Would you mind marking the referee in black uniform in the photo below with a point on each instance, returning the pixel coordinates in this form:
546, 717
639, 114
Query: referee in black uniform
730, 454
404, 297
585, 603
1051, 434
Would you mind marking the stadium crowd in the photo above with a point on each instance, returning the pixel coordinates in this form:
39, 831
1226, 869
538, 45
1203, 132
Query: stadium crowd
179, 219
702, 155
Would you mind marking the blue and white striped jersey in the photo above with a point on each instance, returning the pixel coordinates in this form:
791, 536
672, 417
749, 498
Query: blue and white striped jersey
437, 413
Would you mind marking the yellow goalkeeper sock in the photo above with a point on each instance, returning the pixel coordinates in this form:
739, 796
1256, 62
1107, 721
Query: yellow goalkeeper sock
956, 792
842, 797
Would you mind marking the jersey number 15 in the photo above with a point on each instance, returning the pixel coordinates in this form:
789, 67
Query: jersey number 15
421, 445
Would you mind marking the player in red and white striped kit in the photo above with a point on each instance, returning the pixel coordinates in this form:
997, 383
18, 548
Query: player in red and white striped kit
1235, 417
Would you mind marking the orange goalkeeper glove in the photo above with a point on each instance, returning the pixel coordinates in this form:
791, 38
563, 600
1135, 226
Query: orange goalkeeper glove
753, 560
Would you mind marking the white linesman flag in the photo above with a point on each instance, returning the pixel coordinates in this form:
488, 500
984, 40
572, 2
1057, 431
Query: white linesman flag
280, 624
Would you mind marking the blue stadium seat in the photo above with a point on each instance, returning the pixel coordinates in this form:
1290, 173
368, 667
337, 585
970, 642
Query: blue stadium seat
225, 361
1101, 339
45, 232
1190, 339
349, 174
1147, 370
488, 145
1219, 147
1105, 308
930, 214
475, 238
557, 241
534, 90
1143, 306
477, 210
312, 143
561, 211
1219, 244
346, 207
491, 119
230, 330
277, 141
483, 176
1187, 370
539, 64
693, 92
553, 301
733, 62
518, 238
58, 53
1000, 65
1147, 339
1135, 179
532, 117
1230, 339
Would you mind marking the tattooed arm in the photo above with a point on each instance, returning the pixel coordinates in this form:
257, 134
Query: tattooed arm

++++++++++++++++++++

Task objective: Copy out the material word for word and line for line.

In response:
Would you mind marking the referee in black uniform in the photo below with a point on each instance, returning the pixel coordinates in this form:
546, 717
639, 114
Query: referee in black uniform
730, 454
404, 297
585, 603
1051, 434
Would you mind marking the stadium crowd in the photo above with a point on each instance, returning the pixel coordinates in this form:
39, 831
1226, 869
538, 45
1203, 132
Query: stadium crowd
179, 219
702, 155
Would you mind marking the blue and white striped jersey in the photo above with a point on each instance, returning the pixel coordinates in this form:
791, 536
672, 417
749, 498
Query: blue and white striped jersey
437, 413
Would you mind marking the yellow goalkeeper sock in the photo above with a point on each instance, returning the pixel coordinates in this form:
739, 796
1256, 62
1107, 721
Query: yellow goalkeeper sock
956, 792
842, 797
Would you mind marking the jersey number 15 in the photo above with a point on each instance, returning the pixel coordinates in this form:
789, 67
Query: jersey number 15
421, 445
Would you mind marking the player in red and white striped kit in the photo above with a point on each instance, returning the pixel coordinates in this form:
997, 383
18, 548
Query: player in red and white striped kit
1235, 417
Would you mind marking the orange goalkeeper glove in the photo above with a point on each instance, returning the pixel coordinates in this form:
791, 38
563, 600
1135, 226
Query: orange goalkeeper glove
753, 560
Would you mind marking the white linesman flag in the photo above with a point on each instance, returning the pixel coordinates in this form:
488, 500
984, 40
572, 2
1057, 431
Query: white linesman flag
280, 624
Would you mind marking the blue stadium seat in the photo above with a point on each instance, returning the pixel coordinates in this form:
1290, 173
368, 667
337, 585
970, 642
Query: blue stadium seat
225, 361
1101, 339
45, 232
1190, 339
349, 174
1147, 370
488, 145
1219, 147
1105, 308
930, 214
475, 238
557, 241
534, 90
1143, 306
477, 210
312, 143
561, 211
1219, 244
346, 207
491, 119
230, 330
277, 141
483, 176
1187, 370
539, 64
693, 92
553, 301
733, 62
518, 238
58, 53
1000, 65
1147, 339
1135, 179
532, 117
1230, 339
Would you mind marking the tattooed arm in the photo above with a point on each instance, returning the pixel coordinates in this form:
257, 134
Query: tattooed arm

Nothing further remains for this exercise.